[START ENTRIES SHOWN]
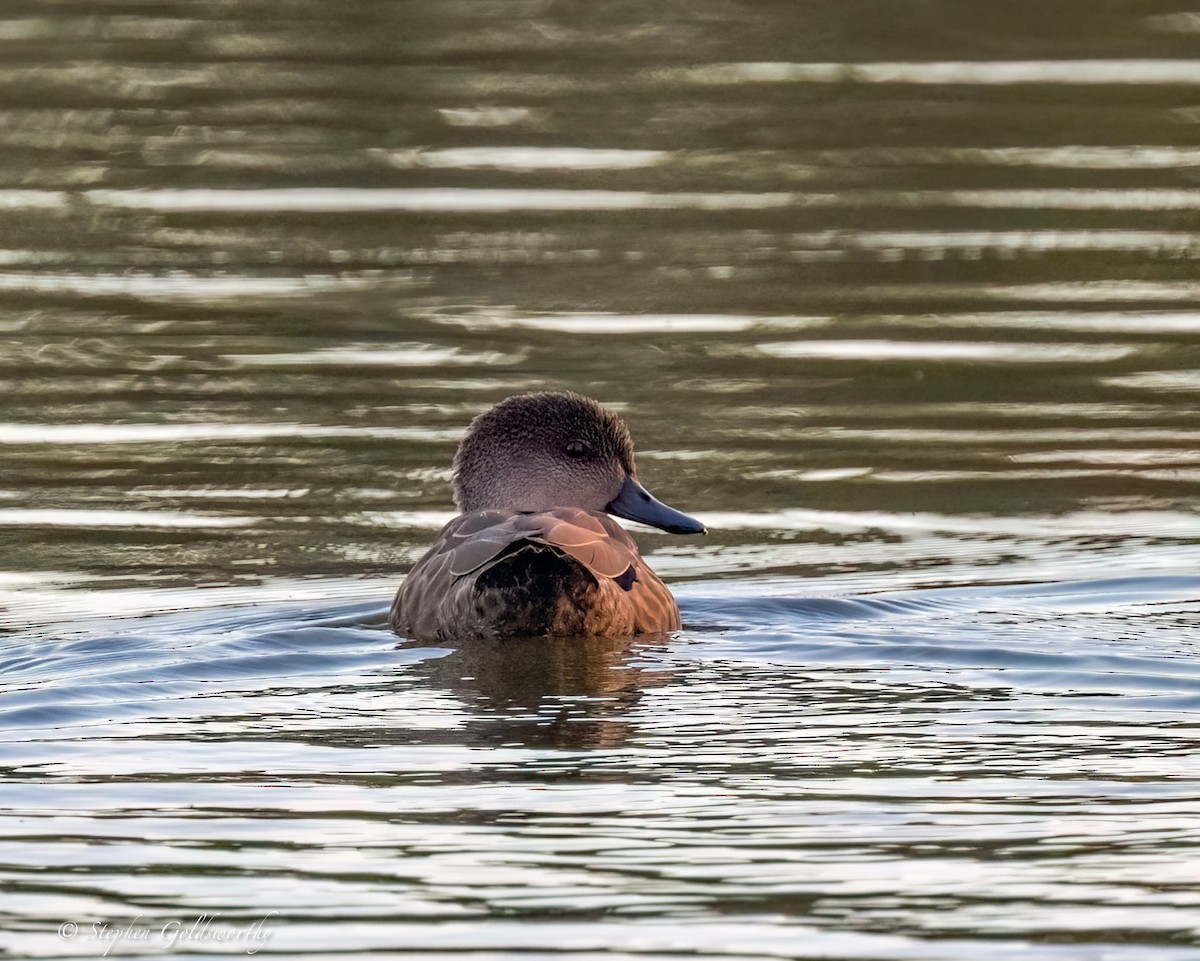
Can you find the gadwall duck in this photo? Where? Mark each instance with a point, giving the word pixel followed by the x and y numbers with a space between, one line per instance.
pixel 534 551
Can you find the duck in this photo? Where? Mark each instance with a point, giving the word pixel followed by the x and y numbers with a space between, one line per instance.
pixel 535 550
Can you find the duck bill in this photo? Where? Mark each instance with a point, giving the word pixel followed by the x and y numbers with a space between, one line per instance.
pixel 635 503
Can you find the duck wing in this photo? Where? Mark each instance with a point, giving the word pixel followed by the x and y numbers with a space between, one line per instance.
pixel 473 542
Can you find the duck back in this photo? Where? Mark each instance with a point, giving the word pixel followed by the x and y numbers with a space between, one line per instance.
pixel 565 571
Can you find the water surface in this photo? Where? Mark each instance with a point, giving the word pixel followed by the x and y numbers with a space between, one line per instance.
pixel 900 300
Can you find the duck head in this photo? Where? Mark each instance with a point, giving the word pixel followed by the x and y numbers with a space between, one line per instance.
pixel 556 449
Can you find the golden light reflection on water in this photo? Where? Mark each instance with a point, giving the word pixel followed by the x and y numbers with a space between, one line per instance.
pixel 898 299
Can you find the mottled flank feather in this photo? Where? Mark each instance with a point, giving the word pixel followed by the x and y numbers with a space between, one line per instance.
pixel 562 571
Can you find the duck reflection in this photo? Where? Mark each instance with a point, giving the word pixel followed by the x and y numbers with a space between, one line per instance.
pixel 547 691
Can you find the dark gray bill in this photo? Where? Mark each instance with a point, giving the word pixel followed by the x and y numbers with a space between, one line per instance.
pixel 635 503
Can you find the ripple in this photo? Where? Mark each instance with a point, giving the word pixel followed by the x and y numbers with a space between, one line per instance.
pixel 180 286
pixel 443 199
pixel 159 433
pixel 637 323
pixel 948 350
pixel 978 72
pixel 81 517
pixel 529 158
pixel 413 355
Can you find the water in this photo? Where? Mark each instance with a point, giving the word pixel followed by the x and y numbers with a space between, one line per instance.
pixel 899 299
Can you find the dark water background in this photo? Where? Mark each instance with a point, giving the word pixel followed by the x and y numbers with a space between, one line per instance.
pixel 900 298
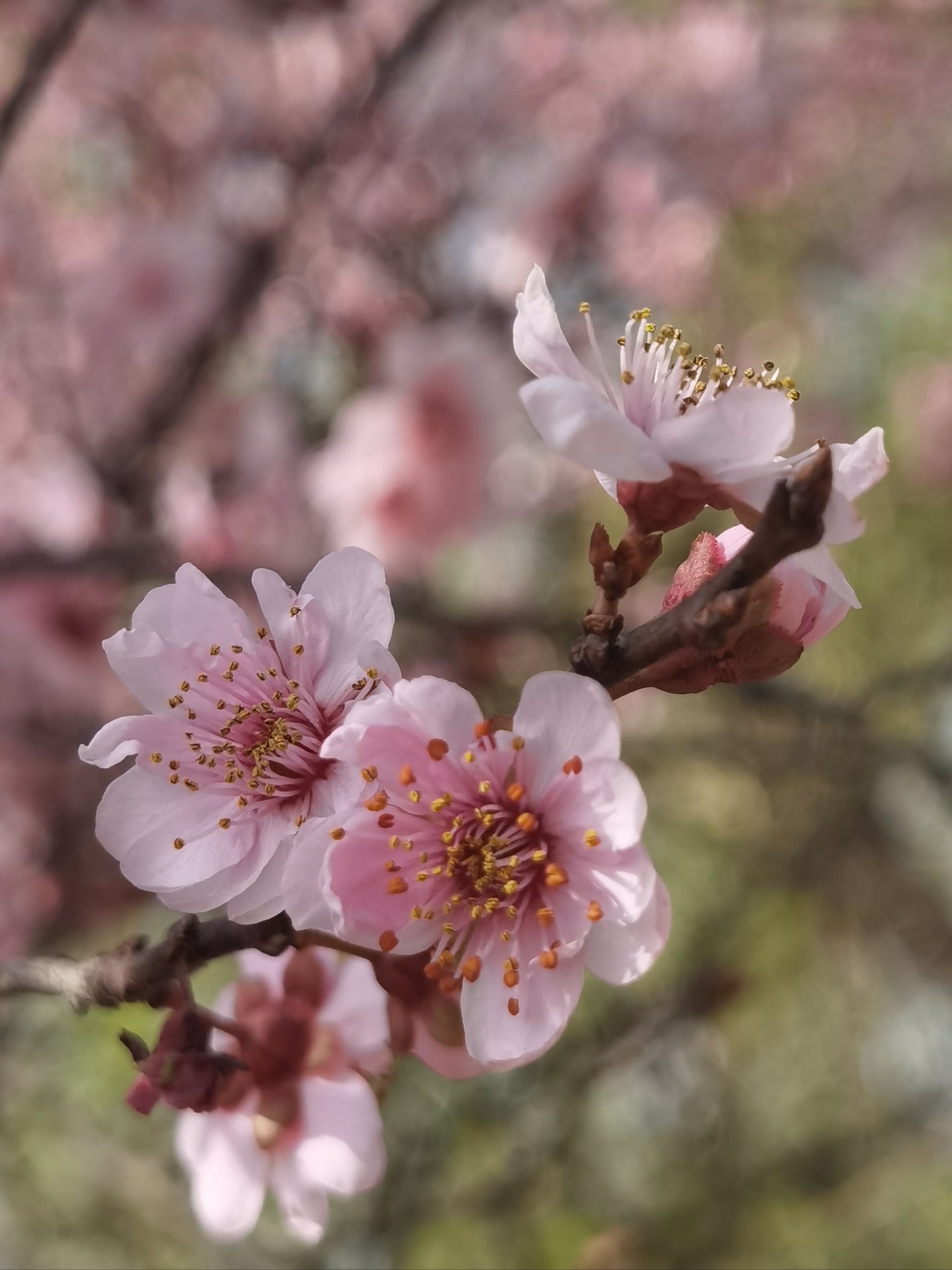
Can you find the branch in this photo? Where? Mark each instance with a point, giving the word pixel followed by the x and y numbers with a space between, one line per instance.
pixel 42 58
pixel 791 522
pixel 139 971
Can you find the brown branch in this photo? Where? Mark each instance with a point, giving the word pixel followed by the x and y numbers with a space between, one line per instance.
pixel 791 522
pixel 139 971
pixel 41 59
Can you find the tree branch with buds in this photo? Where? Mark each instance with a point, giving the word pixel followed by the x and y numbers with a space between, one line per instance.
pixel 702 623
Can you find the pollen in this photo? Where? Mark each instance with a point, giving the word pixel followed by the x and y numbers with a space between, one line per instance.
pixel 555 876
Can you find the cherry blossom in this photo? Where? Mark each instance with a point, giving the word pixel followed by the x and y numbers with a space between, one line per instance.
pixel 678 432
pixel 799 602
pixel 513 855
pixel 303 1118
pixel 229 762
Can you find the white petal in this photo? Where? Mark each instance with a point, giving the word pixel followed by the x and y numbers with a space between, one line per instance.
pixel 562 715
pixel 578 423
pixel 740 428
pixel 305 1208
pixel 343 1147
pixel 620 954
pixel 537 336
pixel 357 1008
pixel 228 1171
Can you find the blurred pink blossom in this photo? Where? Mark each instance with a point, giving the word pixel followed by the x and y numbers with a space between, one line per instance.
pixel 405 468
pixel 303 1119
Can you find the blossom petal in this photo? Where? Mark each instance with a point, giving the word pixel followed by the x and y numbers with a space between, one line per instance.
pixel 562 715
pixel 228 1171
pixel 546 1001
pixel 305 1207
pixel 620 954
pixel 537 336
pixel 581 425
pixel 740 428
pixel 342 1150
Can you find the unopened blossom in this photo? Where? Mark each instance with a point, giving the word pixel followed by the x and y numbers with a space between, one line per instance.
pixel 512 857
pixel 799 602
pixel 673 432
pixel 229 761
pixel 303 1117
[END ENTRIES SHOWN]
→ TASK INSTRUCTIONS
Rewrite every one of the items above so that "in this photo" becomes "in this image" wherever it occurs, with everything else left unchanged. Omit the pictures from your answer.

→ COMPLETE ANSWER
Can you find the gadwall duck in this image? Where? Mark each instance with a point, giving the word pixel followed by the x and y numbers with a space between, one line per instance.
pixel 534 551
Can you find the duck in this image? Where? Mark each instance with a point, giving the word pixel followed by the x and y numbers with a space between, one line per instance.
pixel 535 550
Can you find the duck bill in this image? Where? Mark each instance with a point, giving the word pixel followed by the x and y numbers with a space between, one line per instance.
pixel 635 503
Can you find the duck wing in this image? Where? Mark each instance with a point, giving the word pixel followed by the x and y numbers with a space between, one line per instance.
pixel 473 542
Can you find the duck back in this image? Where? Mark each instance with a point, giving the word pixel followed by the x and y numbers with a space between, one line per instance.
pixel 565 571
Can you find the water surface in this image? Where? Mark each instance with a point, giving the word pixel followed by the x and y numbers with a space between, one line per instance.
pixel 900 300
Can you find the duck head in this image? Where? Mark each instance with a point, giving the word pixel followed by the x and y numbers with a space between, one line per instance.
pixel 556 449
Can you find the golden light reflection on water in this image? Where? Mark each instance with a point, giving the word pixel followed by the x and y numbers with a space between, one line per instance.
pixel 898 299
Can you find the mottled flank feather in this image? Where? Mark each instance with a point, giving the word pixel followed by the x and y numbers with a space between, one line per instance.
pixel 562 571
Can you find the duck reflection in this image? Where? Mark each instance with a point, giving the word pixel followed by the x and y numbers with a space between, one line per instance.
pixel 547 691
Can you find the dark gray bill in this image? Where? Mark each instance with a point, giving the word pixel followed by the x and y numbers with a space between, one line per instance.
pixel 635 503
Can you find the ripple in this image? Where? Mark each instance with a point, giving the word pixel followed by the x and y numbers with a space between, one line per instance.
pixel 180 286
pixel 443 199
pixel 159 433
pixel 637 323
pixel 948 350
pixel 978 72
pixel 81 517
pixel 529 158
pixel 413 355
Can you find the water in this image? Where? Mark each instance with a point, giving the word pixel followed by the x and y numbers with a space between, one line per instance.
pixel 899 299
Can you find the dark water background in this image? Where? Mark each instance with a point, giving the word pixel followed by the x and y numbers with a space between, one line per instance.
pixel 900 298
Can you find the branch in this image? Where? Mark each instance with a point, giving the word pixel followed by the x and y numbers with a space between, one line per instance.
pixel 42 58
pixel 791 522
pixel 139 971
Can you find the brown branch in this image? Where? Mark each instance with a point, giving the word pixel followed by the x and y numbers with a space between, one line per instance.
pixel 791 522
pixel 139 971
pixel 41 59
Can you find the tree branch with buds in this image? Where? Mark each instance with a point, giving the word pixel followed by the x and y numbers with a space between, one line per instance.
pixel 702 623
Can you find the pollen in this image? Where? Mark each instance with a point, giving the word pixel followed by the x and y numbers with a space between, one line per instance.
pixel 555 876
Can you find the cherry blossom in this image? Where? Mark each instance with a point, giving the word pixel followed by the x and y numbers with a space between, one line per instance.
pixel 678 432
pixel 799 602
pixel 513 855
pixel 303 1118
pixel 229 762
Can you find the white petal in this image? Where? Mark each instance with a point, giving the word pixel followed by the x and y numbers with a space between, one line per instance.
pixel 562 715
pixel 578 423
pixel 740 428
pixel 305 1208
pixel 343 1147
pixel 620 954
pixel 537 336
pixel 357 1008
pixel 228 1171
Can you find the blurred pink blossom in this image? Where? Mark each instance with a point, giving the word pixel followed by the x and y numbers with a space between, one line per instance.
pixel 405 468
pixel 303 1119
Can you find the blossom petal in this image? Where? Mark each instance with a point, giving the word pixel followed by the x and y numbers with a space between, one line per instance.
pixel 562 715
pixel 228 1171
pixel 546 1001
pixel 305 1207
pixel 620 954
pixel 537 336
pixel 581 425
pixel 740 428
pixel 342 1150
Can you find the unopened blossom in this image? Where? Mark each instance with a point, giving the word pixel followed by the x and y numbers with a space between, one line per instance.
pixel 512 857
pixel 799 602
pixel 673 432
pixel 229 761
pixel 303 1117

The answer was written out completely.